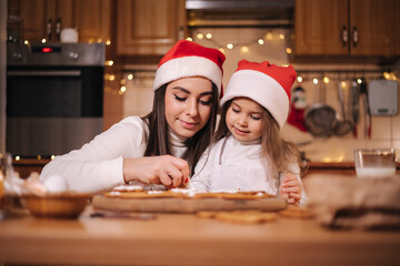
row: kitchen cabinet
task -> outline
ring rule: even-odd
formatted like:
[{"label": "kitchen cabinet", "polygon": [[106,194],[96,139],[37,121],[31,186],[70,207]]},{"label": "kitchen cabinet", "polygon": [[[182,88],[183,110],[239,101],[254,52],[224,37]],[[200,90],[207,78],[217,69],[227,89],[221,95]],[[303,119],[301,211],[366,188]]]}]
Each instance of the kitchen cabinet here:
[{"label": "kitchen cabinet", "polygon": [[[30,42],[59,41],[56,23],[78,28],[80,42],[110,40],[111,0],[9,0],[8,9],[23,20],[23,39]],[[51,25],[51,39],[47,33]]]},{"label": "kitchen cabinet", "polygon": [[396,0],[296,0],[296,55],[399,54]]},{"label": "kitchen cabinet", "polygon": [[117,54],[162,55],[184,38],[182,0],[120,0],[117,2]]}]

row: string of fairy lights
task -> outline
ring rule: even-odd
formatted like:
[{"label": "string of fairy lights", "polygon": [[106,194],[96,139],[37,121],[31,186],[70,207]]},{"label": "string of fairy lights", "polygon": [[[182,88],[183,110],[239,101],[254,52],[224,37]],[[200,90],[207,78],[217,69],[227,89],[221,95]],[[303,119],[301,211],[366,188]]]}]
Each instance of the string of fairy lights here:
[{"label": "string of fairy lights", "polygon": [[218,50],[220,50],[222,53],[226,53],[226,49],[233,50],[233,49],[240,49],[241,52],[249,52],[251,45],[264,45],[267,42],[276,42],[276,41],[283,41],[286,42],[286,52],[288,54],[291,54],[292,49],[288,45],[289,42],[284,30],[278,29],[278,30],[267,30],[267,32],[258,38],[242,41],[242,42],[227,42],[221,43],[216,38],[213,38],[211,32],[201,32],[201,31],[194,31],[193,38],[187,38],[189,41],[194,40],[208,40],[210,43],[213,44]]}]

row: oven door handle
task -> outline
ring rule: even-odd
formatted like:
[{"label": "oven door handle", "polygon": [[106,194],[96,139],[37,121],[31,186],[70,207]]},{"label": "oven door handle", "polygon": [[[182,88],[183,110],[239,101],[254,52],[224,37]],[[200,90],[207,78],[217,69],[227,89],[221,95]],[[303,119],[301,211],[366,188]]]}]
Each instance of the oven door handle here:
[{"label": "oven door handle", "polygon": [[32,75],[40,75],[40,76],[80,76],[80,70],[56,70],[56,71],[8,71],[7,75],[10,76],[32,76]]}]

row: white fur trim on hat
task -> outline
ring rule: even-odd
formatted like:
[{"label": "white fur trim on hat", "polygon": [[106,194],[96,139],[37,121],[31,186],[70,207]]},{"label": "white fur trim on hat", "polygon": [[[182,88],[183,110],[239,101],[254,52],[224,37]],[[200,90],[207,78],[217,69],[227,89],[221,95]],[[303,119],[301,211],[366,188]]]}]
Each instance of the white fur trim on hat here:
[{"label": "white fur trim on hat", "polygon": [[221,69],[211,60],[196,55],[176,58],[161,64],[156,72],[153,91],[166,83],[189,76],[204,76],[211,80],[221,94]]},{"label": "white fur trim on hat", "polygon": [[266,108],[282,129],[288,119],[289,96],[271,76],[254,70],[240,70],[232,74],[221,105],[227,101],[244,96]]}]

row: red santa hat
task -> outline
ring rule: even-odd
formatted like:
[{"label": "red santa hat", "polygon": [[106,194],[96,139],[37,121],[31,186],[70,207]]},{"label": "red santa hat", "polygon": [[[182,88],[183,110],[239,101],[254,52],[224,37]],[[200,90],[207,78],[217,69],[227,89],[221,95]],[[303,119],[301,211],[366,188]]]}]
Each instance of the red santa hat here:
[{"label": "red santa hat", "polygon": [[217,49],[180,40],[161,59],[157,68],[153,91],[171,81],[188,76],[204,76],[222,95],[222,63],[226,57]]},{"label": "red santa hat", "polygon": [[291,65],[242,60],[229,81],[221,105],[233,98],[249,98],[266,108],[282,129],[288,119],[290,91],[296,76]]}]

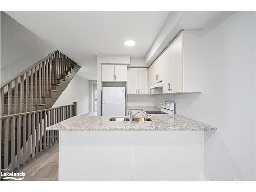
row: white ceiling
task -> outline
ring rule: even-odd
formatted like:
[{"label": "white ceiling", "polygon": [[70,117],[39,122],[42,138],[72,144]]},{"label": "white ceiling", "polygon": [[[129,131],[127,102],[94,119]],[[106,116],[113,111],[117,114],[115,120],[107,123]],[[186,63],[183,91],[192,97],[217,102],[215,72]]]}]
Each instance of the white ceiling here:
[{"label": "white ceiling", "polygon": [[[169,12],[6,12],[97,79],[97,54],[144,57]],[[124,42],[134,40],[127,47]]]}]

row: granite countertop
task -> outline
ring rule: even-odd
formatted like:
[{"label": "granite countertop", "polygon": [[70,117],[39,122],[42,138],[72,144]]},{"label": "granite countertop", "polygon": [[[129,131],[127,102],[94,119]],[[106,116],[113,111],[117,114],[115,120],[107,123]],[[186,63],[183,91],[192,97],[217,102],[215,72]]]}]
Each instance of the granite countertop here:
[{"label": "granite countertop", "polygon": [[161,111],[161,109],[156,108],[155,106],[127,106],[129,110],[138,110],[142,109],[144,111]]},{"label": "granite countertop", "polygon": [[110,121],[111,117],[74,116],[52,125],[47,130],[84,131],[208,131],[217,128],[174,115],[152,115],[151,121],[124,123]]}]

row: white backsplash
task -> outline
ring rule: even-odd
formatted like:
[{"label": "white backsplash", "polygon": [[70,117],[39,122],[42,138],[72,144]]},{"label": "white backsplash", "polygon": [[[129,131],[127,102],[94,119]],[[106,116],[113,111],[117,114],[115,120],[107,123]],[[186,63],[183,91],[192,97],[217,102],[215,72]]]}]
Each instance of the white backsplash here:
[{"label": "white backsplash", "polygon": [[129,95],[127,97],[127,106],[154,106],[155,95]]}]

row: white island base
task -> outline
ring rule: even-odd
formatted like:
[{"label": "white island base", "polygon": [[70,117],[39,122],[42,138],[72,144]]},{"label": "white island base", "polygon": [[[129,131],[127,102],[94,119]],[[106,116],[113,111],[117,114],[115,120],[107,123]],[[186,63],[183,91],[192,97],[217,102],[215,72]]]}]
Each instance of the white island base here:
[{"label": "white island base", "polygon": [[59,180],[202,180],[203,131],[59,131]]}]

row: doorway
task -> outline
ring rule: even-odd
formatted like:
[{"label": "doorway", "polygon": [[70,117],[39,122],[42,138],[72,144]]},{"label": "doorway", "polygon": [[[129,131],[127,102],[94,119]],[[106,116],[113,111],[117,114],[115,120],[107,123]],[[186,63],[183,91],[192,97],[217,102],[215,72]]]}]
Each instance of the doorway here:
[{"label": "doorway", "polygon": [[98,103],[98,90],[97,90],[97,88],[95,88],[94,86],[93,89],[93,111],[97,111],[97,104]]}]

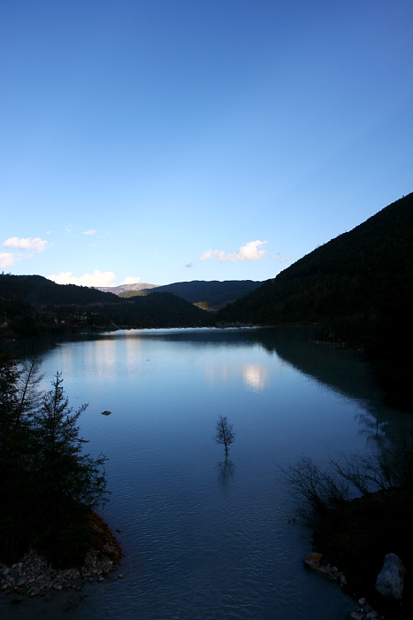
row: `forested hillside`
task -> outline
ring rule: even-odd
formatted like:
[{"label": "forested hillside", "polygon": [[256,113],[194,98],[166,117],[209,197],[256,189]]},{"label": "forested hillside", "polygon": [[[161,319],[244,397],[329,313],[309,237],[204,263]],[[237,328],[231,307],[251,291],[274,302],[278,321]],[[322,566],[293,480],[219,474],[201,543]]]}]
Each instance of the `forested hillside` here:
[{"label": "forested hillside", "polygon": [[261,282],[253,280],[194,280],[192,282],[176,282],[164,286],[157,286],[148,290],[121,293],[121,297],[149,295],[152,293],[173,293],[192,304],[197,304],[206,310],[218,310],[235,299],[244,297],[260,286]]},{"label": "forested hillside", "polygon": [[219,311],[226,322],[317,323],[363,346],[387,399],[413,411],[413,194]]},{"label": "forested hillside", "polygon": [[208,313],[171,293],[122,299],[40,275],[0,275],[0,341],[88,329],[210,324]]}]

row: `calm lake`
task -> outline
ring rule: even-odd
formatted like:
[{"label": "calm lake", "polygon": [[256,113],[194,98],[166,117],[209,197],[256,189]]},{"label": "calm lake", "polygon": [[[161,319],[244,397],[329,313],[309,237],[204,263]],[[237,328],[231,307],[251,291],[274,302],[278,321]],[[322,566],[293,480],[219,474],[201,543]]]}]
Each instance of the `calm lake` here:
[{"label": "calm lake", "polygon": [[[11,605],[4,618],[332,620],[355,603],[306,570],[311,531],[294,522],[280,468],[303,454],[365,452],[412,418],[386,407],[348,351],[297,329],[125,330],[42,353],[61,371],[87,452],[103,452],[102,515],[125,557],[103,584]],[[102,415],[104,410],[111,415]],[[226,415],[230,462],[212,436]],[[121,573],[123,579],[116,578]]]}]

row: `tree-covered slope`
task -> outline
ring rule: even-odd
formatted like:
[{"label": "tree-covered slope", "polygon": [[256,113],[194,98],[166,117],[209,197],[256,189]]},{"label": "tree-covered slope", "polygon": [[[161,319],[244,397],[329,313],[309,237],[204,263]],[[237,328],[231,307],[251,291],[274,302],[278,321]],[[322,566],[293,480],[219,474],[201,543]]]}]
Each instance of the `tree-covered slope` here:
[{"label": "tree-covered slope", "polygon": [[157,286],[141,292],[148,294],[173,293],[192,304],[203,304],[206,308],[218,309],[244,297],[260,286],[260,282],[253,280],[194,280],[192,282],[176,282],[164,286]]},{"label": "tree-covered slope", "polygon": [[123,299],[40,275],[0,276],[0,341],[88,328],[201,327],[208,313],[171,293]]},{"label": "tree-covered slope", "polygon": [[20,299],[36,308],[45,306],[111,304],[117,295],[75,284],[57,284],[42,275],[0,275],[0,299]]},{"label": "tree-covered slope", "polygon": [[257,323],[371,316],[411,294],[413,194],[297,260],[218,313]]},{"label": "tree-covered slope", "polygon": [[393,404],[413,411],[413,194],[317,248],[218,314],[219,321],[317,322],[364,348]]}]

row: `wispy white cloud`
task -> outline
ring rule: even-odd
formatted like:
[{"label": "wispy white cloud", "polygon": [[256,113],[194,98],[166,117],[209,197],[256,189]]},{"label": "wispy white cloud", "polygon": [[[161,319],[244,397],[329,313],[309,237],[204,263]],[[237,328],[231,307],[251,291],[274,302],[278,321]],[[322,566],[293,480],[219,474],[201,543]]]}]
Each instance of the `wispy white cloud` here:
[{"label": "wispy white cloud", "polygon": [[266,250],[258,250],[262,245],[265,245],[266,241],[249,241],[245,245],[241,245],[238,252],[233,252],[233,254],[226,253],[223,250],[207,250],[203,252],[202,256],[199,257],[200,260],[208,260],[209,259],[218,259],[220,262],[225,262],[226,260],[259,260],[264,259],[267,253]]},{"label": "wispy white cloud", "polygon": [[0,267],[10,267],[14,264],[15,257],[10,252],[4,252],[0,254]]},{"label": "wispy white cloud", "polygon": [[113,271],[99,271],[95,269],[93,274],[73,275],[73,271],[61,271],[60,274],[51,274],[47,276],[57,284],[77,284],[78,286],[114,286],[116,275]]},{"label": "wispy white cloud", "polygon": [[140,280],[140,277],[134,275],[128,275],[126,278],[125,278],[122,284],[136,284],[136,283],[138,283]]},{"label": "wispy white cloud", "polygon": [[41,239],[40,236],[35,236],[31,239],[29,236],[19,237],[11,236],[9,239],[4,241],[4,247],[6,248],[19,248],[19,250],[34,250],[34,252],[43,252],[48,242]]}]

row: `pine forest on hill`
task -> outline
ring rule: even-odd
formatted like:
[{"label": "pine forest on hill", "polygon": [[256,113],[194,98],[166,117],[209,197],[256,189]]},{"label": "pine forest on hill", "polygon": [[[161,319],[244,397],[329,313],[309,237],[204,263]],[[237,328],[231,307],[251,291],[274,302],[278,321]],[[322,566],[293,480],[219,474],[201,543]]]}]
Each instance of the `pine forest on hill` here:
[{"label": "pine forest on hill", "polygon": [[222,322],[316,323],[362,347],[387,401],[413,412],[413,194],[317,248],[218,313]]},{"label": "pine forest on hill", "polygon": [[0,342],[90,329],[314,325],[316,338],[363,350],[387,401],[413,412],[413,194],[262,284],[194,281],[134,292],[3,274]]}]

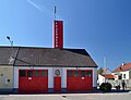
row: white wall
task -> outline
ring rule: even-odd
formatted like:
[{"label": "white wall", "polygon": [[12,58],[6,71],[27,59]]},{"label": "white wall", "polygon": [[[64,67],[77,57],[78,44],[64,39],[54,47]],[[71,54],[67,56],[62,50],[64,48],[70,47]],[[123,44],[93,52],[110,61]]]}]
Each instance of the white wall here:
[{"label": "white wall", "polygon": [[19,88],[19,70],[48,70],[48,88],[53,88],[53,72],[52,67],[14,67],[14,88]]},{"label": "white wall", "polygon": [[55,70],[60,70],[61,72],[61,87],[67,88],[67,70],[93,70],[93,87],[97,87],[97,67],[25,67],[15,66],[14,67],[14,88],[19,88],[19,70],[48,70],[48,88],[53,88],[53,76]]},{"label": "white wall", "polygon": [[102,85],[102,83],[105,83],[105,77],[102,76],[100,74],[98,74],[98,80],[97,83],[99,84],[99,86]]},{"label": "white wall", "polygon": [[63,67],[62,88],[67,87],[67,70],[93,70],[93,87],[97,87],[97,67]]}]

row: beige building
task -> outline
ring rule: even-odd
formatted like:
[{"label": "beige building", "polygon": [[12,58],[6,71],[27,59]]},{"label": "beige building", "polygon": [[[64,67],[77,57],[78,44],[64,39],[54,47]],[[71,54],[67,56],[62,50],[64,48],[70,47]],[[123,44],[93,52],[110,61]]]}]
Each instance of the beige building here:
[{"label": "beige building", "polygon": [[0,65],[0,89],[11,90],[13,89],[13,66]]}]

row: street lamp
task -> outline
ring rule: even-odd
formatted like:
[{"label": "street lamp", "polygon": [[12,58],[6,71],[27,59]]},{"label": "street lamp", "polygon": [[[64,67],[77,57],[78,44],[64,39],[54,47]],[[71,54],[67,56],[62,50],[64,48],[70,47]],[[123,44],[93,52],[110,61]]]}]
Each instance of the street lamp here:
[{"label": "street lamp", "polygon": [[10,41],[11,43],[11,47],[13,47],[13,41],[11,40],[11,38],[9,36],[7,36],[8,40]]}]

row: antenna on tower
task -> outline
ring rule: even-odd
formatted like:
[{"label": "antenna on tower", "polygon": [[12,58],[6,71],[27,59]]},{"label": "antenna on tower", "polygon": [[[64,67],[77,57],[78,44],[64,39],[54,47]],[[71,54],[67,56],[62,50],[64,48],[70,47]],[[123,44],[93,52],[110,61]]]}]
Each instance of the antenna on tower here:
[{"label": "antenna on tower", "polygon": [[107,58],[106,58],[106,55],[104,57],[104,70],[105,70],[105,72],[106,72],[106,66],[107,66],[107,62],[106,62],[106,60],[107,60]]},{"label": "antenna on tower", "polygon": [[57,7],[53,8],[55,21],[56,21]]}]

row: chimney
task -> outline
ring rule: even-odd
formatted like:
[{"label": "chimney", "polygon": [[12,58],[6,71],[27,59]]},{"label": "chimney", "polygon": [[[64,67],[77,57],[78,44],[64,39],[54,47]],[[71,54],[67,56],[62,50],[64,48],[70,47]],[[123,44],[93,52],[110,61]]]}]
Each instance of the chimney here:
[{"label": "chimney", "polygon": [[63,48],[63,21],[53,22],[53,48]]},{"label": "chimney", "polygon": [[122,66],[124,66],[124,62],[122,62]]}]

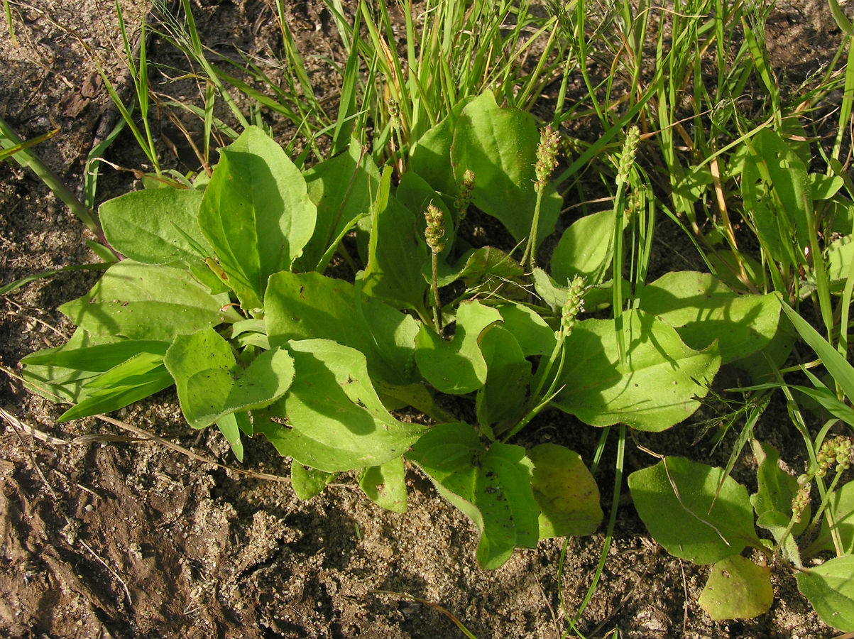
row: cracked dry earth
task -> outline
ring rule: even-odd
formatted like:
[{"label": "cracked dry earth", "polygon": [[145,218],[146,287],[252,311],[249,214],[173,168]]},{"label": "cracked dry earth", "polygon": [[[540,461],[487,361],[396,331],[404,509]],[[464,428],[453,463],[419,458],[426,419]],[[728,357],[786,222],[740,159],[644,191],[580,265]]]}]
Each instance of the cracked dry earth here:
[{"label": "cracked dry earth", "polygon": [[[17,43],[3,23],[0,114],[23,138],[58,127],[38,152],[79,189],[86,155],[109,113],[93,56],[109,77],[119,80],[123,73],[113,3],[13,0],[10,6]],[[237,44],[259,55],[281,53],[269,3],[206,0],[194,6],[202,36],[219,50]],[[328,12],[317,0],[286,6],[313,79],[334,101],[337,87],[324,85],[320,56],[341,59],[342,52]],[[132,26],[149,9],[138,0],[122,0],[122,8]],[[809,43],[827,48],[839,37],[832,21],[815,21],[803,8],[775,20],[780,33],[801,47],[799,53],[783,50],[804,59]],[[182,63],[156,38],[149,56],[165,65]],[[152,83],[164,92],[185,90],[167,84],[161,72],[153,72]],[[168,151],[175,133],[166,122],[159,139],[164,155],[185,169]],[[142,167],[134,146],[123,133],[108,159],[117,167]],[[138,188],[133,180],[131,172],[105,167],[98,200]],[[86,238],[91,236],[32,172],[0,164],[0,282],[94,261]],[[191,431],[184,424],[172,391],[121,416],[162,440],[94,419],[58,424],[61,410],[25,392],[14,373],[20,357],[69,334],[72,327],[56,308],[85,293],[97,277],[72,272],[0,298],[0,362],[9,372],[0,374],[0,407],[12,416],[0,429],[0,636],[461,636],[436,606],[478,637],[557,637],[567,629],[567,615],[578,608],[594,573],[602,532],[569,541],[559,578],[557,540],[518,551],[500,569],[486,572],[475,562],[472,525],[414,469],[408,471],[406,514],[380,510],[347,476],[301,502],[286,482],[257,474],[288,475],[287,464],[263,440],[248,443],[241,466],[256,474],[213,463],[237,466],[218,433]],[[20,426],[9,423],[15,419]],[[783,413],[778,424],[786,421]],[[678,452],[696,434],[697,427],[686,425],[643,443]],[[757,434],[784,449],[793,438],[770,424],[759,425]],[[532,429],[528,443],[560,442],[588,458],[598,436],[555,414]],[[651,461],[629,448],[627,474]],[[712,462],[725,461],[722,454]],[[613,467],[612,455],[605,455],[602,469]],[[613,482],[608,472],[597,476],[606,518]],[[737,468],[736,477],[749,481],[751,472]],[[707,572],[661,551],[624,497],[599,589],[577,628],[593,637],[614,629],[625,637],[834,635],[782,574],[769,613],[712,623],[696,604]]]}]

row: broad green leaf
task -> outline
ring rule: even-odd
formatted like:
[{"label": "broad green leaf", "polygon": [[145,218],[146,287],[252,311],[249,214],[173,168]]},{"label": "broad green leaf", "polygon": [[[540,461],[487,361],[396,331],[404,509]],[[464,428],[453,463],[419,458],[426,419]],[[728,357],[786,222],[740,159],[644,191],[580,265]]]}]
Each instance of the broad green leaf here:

────

▸ TAREA PROPUESTA
Cambia "cracked dry earth" por "parched ground" en las líneas que van desde la que contiene "row: cracked dry earth" hasta la que contiene "Each instance of the cracked", ambas incluidas. Escribe de nuevo solo esas líneas y deja todo lo demás igual.

▸ RESPUESTA DEL EJERCICIO
row: parched ground
task -> outline
ring rule: even-odd
formatted like:
[{"label": "parched ground", "polygon": [[145,218],[146,287],[252,311],[249,214],[173,168]]},{"label": "parched ground", "polygon": [[[540,461],[487,361],[396,331],[404,509]],[[464,428],[453,463],[419,458],[426,419]],[[728,357],[786,222],[740,159],[644,191],[580,265]]]}]
Each instance of the parched ground here:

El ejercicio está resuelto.